[Annotated coordinate records]
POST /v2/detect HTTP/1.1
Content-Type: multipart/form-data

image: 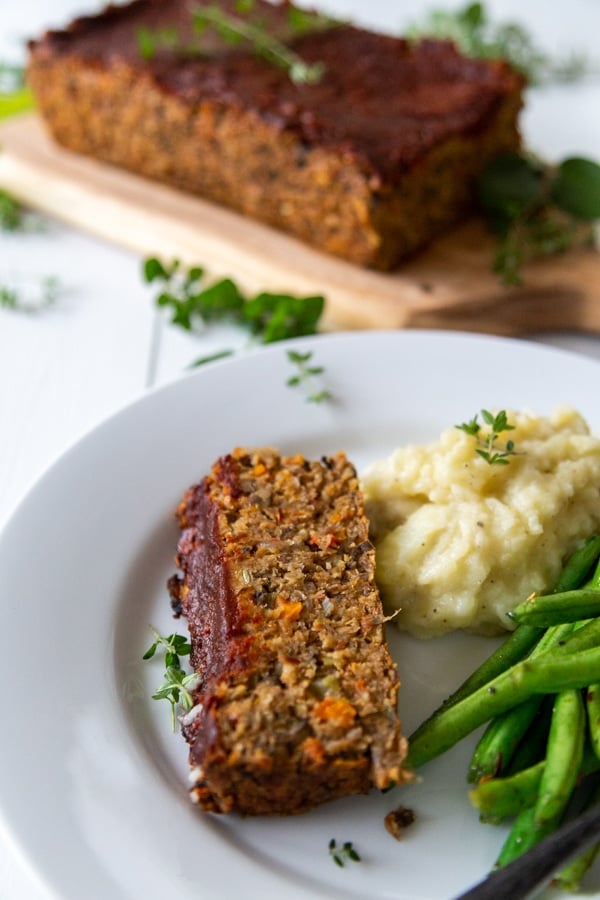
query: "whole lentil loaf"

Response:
[169,449,410,815]
[28,0,522,269]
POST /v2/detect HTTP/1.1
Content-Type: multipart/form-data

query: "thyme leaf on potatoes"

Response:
[454,409,517,466]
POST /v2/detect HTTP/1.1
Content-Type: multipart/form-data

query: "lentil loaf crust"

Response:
[169,448,411,815]
[28,0,522,270]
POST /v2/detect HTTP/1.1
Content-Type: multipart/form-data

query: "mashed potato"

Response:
[362,409,600,637]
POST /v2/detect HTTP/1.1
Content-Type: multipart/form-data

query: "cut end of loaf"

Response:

# [REQUIRED TASK]
Pull out every line of the data that contains the string "loaf", treating uppercase and lowercase as different.

# [CORRECT RESPONSE]
query: "whole lentil loaf"
query: "lentil loaf crust"
query: "cut end of loaf"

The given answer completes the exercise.